How many lines in the items below contain the string "white"? Reply with the count alone.

▼

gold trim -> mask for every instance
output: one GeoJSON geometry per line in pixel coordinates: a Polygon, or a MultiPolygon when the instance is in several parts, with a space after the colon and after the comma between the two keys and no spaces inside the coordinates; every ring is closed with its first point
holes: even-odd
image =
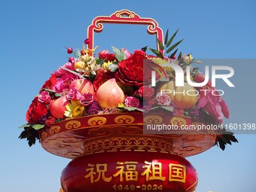
{"type": "MultiPolygon", "coordinates": [[[[194,182],[190,187],[189,187],[188,188],[187,188],[187,190],[188,190],[189,189],[192,188],[194,186],[195,186],[196,184],[197,184],[198,183],[198,179],[197,179],[196,182],[194,182]]],[[[196,191],[196,188],[194,189],[194,191],[196,191]]]]}
{"type": "Polygon", "coordinates": [[[112,151],[148,151],[172,154],[173,143],[151,138],[111,138],[87,142],[84,154],[112,151]]]}
{"type": "Polygon", "coordinates": [[[114,123],[117,124],[121,123],[133,123],[135,121],[135,118],[133,116],[122,114],[114,118],[114,123]]]}
{"type": "Polygon", "coordinates": [[[45,139],[47,136],[48,136],[48,134],[45,131],[43,131],[41,133],[41,138],[42,140],[45,139]]]}
{"type": "Polygon", "coordinates": [[[102,126],[107,123],[107,119],[102,117],[94,117],[90,118],[87,123],[90,126],[102,126]]]}
{"type": "Polygon", "coordinates": [[[81,123],[78,120],[70,120],[65,124],[65,128],[68,130],[72,129],[79,128],[81,126],[81,123]]]}
{"type": "Polygon", "coordinates": [[[53,135],[54,133],[59,133],[60,130],[60,126],[53,126],[50,128],[50,134],[53,135]]]}

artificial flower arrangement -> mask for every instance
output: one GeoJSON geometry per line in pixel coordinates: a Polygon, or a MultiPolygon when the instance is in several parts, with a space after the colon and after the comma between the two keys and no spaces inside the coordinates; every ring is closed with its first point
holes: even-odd
{"type": "MultiPolygon", "coordinates": [[[[166,53],[171,53],[182,41],[172,45],[177,32],[178,30],[169,39],[167,31],[164,44],[158,41],[160,49],[166,48],[166,53]]],[[[86,39],[84,43],[90,44],[90,39],[86,39]]],[[[147,54],[147,47],[133,53],[112,47],[112,53],[104,50],[96,56],[96,49],[97,47],[85,49],[83,45],[81,50],[75,53],[72,47],[67,48],[67,53],[73,56],[45,81],[26,112],[27,123],[20,126],[24,130],[19,138],[26,139],[29,146],[39,139],[37,130],[50,127],[61,120],[87,115],[133,111],[148,112],[161,108],[172,116],[186,116],[215,124],[220,124],[224,117],[230,117],[224,99],[214,96],[211,91],[204,95],[184,95],[183,98],[172,93],[157,91],[177,89],[173,69],[162,67],[163,63],[173,63],[183,69],[190,66],[190,79],[197,83],[205,81],[198,68],[192,67],[192,63],[200,62],[195,62],[191,54],[182,56],[180,53],[176,58],[176,49],[168,57],[164,57],[161,52],[151,48],[148,49],[156,56],[147,54]],[[150,63],[148,70],[143,68],[145,60],[150,63]],[[145,81],[145,72],[151,72],[152,68],[158,72],[157,88],[151,87],[151,81],[145,81]],[[163,81],[163,76],[168,81],[163,81]]],[[[184,87],[182,91],[202,88],[187,84],[184,87]]],[[[203,89],[214,90],[214,87],[209,81],[203,89]]],[[[237,142],[232,133],[225,133],[228,134],[221,134],[216,139],[216,144],[223,150],[226,144],[237,142]]]]}

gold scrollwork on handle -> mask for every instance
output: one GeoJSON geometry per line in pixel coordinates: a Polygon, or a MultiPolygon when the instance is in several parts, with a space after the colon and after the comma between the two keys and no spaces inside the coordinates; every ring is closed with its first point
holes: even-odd
{"type": "Polygon", "coordinates": [[[44,140],[47,136],[48,136],[48,134],[47,134],[45,131],[43,131],[43,132],[41,133],[41,139],[42,140],[44,140]]]}
{"type": "Polygon", "coordinates": [[[65,128],[67,130],[76,129],[81,126],[81,123],[78,120],[69,120],[65,124],[65,128]]]}
{"type": "Polygon", "coordinates": [[[114,118],[114,122],[117,124],[133,123],[134,120],[135,118],[133,116],[126,114],[119,115],[114,118]]]}
{"type": "Polygon", "coordinates": [[[107,123],[107,119],[102,117],[94,117],[88,120],[90,126],[102,126],[107,123]]]}
{"type": "Polygon", "coordinates": [[[163,118],[160,116],[158,115],[148,115],[144,117],[144,123],[163,123],[163,118]]]}
{"type": "Polygon", "coordinates": [[[56,126],[56,125],[55,125],[55,126],[51,126],[51,127],[50,128],[50,133],[51,135],[53,135],[54,133],[59,133],[59,130],[60,130],[59,126],[56,126]]]}
{"type": "Polygon", "coordinates": [[[186,125],[187,121],[185,119],[182,117],[174,117],[171,119],[170,120],[171,123],[173,125],[177,125],[178,126],[181,126],[181,125],[186,125]]]}

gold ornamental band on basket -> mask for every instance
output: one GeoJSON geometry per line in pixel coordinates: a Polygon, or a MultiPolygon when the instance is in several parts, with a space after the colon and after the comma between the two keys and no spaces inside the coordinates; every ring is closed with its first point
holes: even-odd
{"type": "Polygon", "coordinates": [[[67,48],[72,56],[32,100],[20,136],[30,146],[38,139],[47,151],[72,159],[62,172],[60,191],[193,192],[197,174],[184,157],[237,142],[221,126],[230,117],[226,102],[192,66],[200,62],[178,53],[183,41],[173,43],[178,31],[163,35],[154,20],[122,10],[93,20],[87,48],[67,48]],[[148,26],[157,49],[133,53],[112,47],[96,56],[94,32],[105,23],[148,26]],[[182,81],[176,86],[178,75],[205,84],[182,81]],[[212,125],[218,129],[201,129],[212,125]],[[197,129],[182,129],[190,127],[197,129]]]}

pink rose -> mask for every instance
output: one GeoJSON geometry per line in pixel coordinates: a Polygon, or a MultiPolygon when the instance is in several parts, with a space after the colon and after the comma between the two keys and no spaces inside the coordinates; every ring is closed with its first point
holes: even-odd
{"type": "Polygon", "coordinates": [[[77,88],[71,88],[69,92],[67,93],[67,95],[66,96],[68,99],[68,100],[79,100],[81,98],[81,93],[78,90],[77,88]]]}
{"type": "Polygon", "coordinates": [[[158,93],[156,99],[157,101],[157,104],[163,106],[168,106],[171,104],[171,99],[166,93],[158,93]]]}
{"type": "Polygon", "coordinates": [[[133,96],[127,96],[124,100],[124,104],[126,107],[139,107],[139,100],[133,96]]]}
{"type": "Polygon", "coordinates": [[[67,92],[71,83],[78,79],[78,77],[73,74],[67,74],[62,76],[61,78],[58,79],[56,85],[53,87],[53,90],[58,93],[63,93],[67,92]]]}
{"type": "Polygon", "coordinates": [[[49,95],[49,92],[46,90],[43,90],[40,92],[38,102],[46,103],[46,104],[50,103],[50,96],[49,95]]]}
{"type": "Polygon", "coordinates": [[[142,86],[139,87],[138,93],[139,96],[143,96],[145,99],[148,99],[154,95],[154,89],[153,87],[149,87],[148,86],[142,86]]]}
{"type": "Polygon", "coordinates": [[[90,93],[86,93],[81,95],[80,98],[80,102],[84,106],[87,107],[90,105],[93,102],[93,95],[90,93]]]}

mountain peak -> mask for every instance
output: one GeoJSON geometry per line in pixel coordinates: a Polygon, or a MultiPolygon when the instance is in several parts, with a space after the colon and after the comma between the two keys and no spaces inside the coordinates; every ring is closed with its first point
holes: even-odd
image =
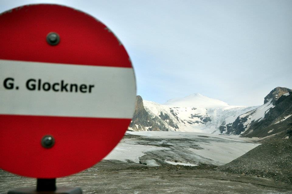
{"type": "Polygon", "coordinates": [[[289,92],[292,90],[287,88],[277,87],[274,88],[265,97],[264,104],[266,104],[271,99],[273,104],[275,105],[276,101],[280,97],[286,93],[289,92]]]}
{"type": "Polygon", "coordinates": [[[183,98],[171,99],[163,104],[172,107],[215,108],[229,105],[222,101],[195,93],[183,98]]]}

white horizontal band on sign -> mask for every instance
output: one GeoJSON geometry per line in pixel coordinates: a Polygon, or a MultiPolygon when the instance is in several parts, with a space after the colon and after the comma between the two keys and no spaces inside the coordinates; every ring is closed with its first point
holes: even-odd
{"type": "Polygon", "coordinates": [[[130,119],[134,113],[132,68],[0,60],[0,114],[130,119]]]}

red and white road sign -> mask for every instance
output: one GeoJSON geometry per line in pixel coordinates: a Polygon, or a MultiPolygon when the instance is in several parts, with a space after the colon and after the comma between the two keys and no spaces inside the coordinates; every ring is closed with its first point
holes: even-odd
{"type": "Polygon", "coordinates": [[[0,26],[0,168],[52,178],[102,159],[134,112],[134,72],[121,43],[92,17],[57,5],[15,8],[0,26]],[[56,45],[47,41],[52,32],[56,45]]]}

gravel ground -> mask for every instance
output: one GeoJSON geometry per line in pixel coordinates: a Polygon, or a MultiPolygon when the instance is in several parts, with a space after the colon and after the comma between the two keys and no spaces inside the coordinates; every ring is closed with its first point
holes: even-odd
{"type": "MultiPolygon", "coordinates": [[[[165,165],[148,168],[103,161],[85,171],[57,179],[57,186],[78,186],[83,193],[292,193],[292,185],[262,177],[210,170],[214,166],[165,165]]],[[[0,193],[35,186],[36,180],[0,170],[0,193]]]]}
{"type": "Polygon", "coordinates": [[[271,140],[217,170],[292,184],[292,140],[271,140]]]}

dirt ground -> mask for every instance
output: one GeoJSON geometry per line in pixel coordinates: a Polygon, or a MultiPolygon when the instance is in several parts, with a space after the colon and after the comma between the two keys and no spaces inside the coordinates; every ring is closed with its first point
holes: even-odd
{"type": "MultiPolygon", "coordinates": [[[[57,186],[86,193],[292,193],[292,185],[213,170],[214,166],[142,164],[104,160],[85,171],[57,179],[57,186]]],[[[35,185],[35,179],[0,171],[0,193],[35,185]]]]}

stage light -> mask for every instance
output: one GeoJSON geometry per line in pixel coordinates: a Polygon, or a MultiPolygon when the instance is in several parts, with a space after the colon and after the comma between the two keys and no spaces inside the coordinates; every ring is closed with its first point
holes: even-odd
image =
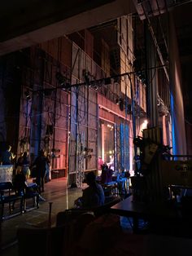
{"type": "Polygon", "coordinates": [[[28,90],[24,92],[24,95],[28,100],[31,99],[30,92],[28,90]]]}

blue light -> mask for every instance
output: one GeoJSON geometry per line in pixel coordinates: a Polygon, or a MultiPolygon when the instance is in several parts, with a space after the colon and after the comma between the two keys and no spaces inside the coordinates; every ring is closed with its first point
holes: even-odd
{"type": "Polygon", "coordinates": [[[176,140],[176,117],[174,113],[174,98],[171,93],[171,112],[172,112],[172,154],[177,155],[177,140],[176,140]]]}

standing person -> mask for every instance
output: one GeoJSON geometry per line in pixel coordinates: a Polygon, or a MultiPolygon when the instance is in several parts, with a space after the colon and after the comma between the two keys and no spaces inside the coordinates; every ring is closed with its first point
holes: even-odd
{"type": "Polygon", "coordinates": [[[2,165],[12,165],[13,164],[13,160],[15,157],[15,155],[14,155],[11,150],[11,146],[9,145],[7,150],[2,152],[2,165]]]}
{"type": "Polygon", "coordinates": [[[33,166],[36,166],[36,183],[39,186],[39,193],[44,192],[45,175],[46,172],[46,158],[43,150],[40,150],[38,157],[35,159],[33,166]]]}
{"type": "Polygon", "coordinates": [[[28,153],[24,152],[23,155],[23,160],[22,160],[22,171],[26,177],[26,180],[28,180],[28,179],[30,176],[30,169],[28,166],[29,166],[29,160],[28,157],[28,153]]]}
{"type": "Polygon", "coordinates": [[[17,169],[18,166],[22,167],[23,166],[23,160],[24,160],[24,153],[21,152],[19,158],[17,159],[17,161],[15,163],[15,169],[17,169]]]}

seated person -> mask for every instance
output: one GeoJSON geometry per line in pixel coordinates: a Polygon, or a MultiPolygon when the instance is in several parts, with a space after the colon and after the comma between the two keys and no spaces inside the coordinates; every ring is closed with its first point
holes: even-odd
{"type": "Polygon", "coordinates": [[[89,172],[85,177],[88,188],[83,190],[83,195],[75,201],[77,208],[92,208],[103,205],[105,202],[104,192],[102,186],[97,183],[94,172],[89,172]]]}
{"type": "Polygon", "coordinates": [[[102,166],[101,183],[106,184],[112,182],[112,170],[106,164],[102,166]]]}

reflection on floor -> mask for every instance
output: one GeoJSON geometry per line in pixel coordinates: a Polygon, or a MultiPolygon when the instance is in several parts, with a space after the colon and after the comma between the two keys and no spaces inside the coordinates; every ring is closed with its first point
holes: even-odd
{"type": "MultiPolygon", "coordinates": [[[[51,224],[54,226],[57,213],[72,207],[74,200],[81,196],[82,188],[84,187],[81,188],[68,188],[66,178],[52,179],[50,182],[46,183],[45,184],[45,192],[41,193],[46,201],[40,201],[39,209],[31,208],[33,206],[32,202],[28,201],[27,212],[22,215],[17,214],[11,218],[8,216],[7,219],[2,221],[1,227],[1,255],[17,256],[17,228],[20,227],[46,227],[48,225],[50,202],[52,202],[51,224]],[[12,246],[12,245],[15,245],[12,246]]],[[[6,209],[5,213],[7,213],[6,209]]]]}

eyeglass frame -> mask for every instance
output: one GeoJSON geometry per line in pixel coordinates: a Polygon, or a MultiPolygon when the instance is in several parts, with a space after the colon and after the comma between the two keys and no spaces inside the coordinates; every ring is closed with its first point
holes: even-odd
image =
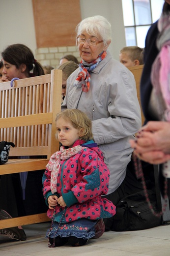
{"type": "Polygon", "coordinates": [[[84,43],[83,42],[80,42],[79,41],[78,41],[78,38],[80,38],[80,35],[78,35],[77,36],[77,38],[76,38],[76,40],[77,40],[77,41],[79,42],[79,43],[83,43],[83,44],[85,44],[85,42],[87,42],[87,43],[88,44],[88,45],[89,45],[90,46],[96,46],[99,43],[103,43],[103,42],[104,42],[104,40],[101,40],[100,41],[96,41],[95,40],[95,43],[96,43],[96,45],[90,45],[90,44],[89,44],[88,43],[88,42],[89,41],[91,41],[91,40],[90,39],[85,39],[85,37],[82,37],[84,39],[85,39],[85,42],[84,42],[84,43]]]}

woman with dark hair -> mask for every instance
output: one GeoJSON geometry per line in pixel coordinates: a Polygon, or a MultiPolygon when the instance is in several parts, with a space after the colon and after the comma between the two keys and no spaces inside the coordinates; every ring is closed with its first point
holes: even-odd
{"type": "MultiPolygon", "coordinates": [[[[0,64],[2,67],[3,65],[3,82],[11,81],[14,77],[22,79],[44,75],[41,65],[35,59],[31,50],[24,44],[9,45],[1,53],[1,56],[0,64]]],[[[0,220],[46,211],[42,191],[44,172],[44,170],[28,172],[24,200],[19,174],[0,176],[0,194],[5,195],[0,197],[0,220]]],[[[0,229],[0,234],[18,240],[27,239],[20,226],[0,229]]]]}
{"type": "Polygon", "coordinates": [[[6,78],[20,79],[44,75],[41,64],[34,58],[31,50],[26,45],[15,44],[9,45],[2,53],[3,70],[6,78]],[[31,73],[30,71],[33,71],[31,73]]]}

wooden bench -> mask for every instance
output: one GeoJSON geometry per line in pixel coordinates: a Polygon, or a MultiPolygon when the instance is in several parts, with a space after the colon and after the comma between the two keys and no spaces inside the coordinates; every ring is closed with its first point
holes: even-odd
{"type": "Polygon", "coordinates": [[[137,91],[137,96],[138,100],[139,101],[141,111],[141,116],[142,116],[142,125],[143,125],[144,121],[144,117],[142,111],[141,102],[141,96],[140,96],[140,82],[142,73],[143,71],[144,65],[139,65],[139,66],[131,66],[128,67],[128,69],[133,73],[135,79],[136,81],[136,86],[137,91]]]}
{"type": "MultiPolygon", "coordinates": [[[[0,165],[0,175],[45,169],[59,149],[55,118],[61,109],[62,70],[13,84],[12,87],[10,82],[0,84],[0,141],[15,145],[10,150],[12,159],[0,165]],[[18,158],[26,156],[30,158],[18,158]]],[[[47,213],[2,220],[0,228],[49,220],[47,213]]]]}

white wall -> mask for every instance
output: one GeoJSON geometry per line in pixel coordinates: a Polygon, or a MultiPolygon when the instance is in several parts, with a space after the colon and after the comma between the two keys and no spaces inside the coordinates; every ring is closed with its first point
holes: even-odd
{"type": "MultiPolygon", "coordinates": [[[[109,49],[113,57],[118,60],[119,50],[126,44],[121,0],[80,1],[82,19],[101,15],[111,23],[113,40],[109,49]]],[[[27,45],[35,54],[36,44],[32,0],[0,0],[0,52],[9,44],[20,43],[27,45]]]]}
{"type": "Polygon", "coordinates": [[[102,15],[110,22],[112,41],[109,50],[119,60],[120,50],[126,46],[121,0],[80,0],[82,18],[102,15]]]}
{"type": "Polygon", "coordinates": [[[23,43],[35,53],[35,32],[31,0],[0,0],[0,52],[23,43]]]}

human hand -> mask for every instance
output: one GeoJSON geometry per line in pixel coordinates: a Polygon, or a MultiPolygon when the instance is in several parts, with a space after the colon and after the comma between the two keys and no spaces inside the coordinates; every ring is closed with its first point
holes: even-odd
{"type": "Polygon", "coordinates": [[[62,207],[65,207],[65,206],[67,206],[62,196],[59,197],[59,198],[57,200],[57,201],[58,204],[59,204],[59,205],[62,207]]]}
{"type": "Polygon", "coordinates": [[[130,143],[142,160],[154,164],[165,162],[170,159],[170,123],[149,122],[130,143]]]}
{"type": "Polygon", "coordinates": [[[53,210],[57,205],[57,199],[58,197],[56,195],[50,195],[48,198],[49,209],[53,210]]]}

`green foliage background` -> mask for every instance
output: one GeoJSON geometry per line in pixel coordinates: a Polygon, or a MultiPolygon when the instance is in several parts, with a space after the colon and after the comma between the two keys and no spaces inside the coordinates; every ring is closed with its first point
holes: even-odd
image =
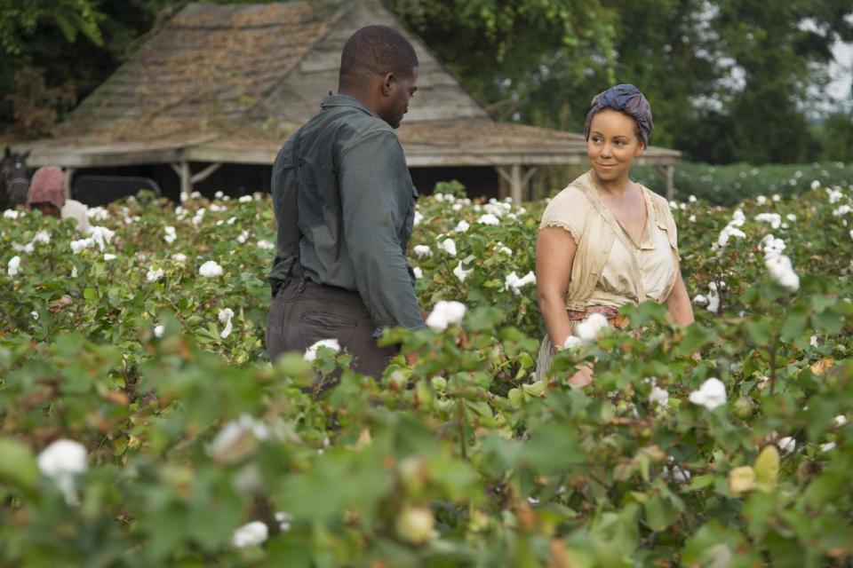
{"type": "MultiPolygon", "coordinates": [[[[45,89],[73,80],[82,99],[185,4],[3,0],[0,95],[31,67],[45,89]]],[[[853,106],[818,110],[833,44],[853,41],[846,0],[773,10],[758,0],[386,4],[502,120],[578,131],[593,95],[634,83],[655,109],[653,142],[693,161],[853,159],[853,106]]],[[[0,124],[12,121],[11,101],[0,96],[0,124]]]]}
{"type": "Polygon", "coordinates": [[[698,302],[680,329],[660,305],[626,309],[632,329],[562,351],[549,377],[534,374],[534,287],[506,286],[533,268],[544,202],[448,196],[458,189],[421,200],[411,245],[432,254],[411,256],[421,304],[458,300],[467,314],[445,332],[387,332],[418,358],[380,381],[349,371],[346,353],[265,360],[266,197],[177,210],[126,200],[94,212],[111,242],[78,254],[68,222],[0,218],[0,564],[849,562],[850,187],[745,201],[745,236],[723,248],[713,245],[733,209],[676,204],[689,291],[713,285],[718,312],[698,302]],[[487,211],[499,225],[479,222],[487,211]],[[767,274],[769,233],[786,244],[796,292],[767,274]],[[448,238],[455,256],[438,247],[448,238]],[[208,260],[222,276],[198,275],[208,260]],[[473,271],[464,280],[459,265],[473,271]],[[575,390],[565,380],[581,362],[595,381],[575,390]],[[339,368],[339,386],[315,388],[339,368]],[[709,377],[728,395],[713,410],[690,400],[709,377]],[[36,465],[60,438],[88,451],[78,504],[36,465]],[[250,521],[269,538],[235,547],[250,521]]]}

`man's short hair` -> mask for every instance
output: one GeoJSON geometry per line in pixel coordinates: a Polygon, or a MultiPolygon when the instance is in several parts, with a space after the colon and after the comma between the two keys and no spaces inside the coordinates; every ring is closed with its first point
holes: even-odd
{"type": "Polygon", "coordinates": [[[387,73],[411,76],[418,54],[403,35],[387,26],[365,26],[353,34],[340,56],[341,84],[353,84],[387,73]]]}

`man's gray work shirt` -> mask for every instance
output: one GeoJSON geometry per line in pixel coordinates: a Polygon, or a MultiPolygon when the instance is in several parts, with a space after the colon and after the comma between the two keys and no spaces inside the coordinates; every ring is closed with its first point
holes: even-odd
{"type": "Polygon", "coordinates": [[[387,122],[330,95],[279,151],[272,192],[274,295],[301,265],[314,282],[357,292],[378,327],[423,327],[405,256],[418,192],[387,122]]]}

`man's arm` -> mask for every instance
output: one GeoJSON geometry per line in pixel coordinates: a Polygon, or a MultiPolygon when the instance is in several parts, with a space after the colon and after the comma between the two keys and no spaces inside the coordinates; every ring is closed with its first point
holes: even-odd
{"type": "Polygon", "coordinates": [[[412,188],[397,137],[375,132],[346,149],[338,175],[355,285],[373,322],[423,327],[400,241],[412,188]]]}

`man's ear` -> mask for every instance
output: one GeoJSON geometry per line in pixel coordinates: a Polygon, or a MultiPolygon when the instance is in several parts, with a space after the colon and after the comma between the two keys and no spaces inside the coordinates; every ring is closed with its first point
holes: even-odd
{"type": "Polygon", "coordinates": [[[395,82],[396,78],[394,76],[394,73],[386,73],[382,75],[382,94],[389,97],[394,91],[394,83],[395,82]]]}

▲

### RESPONSE TO THE EXERCISE
3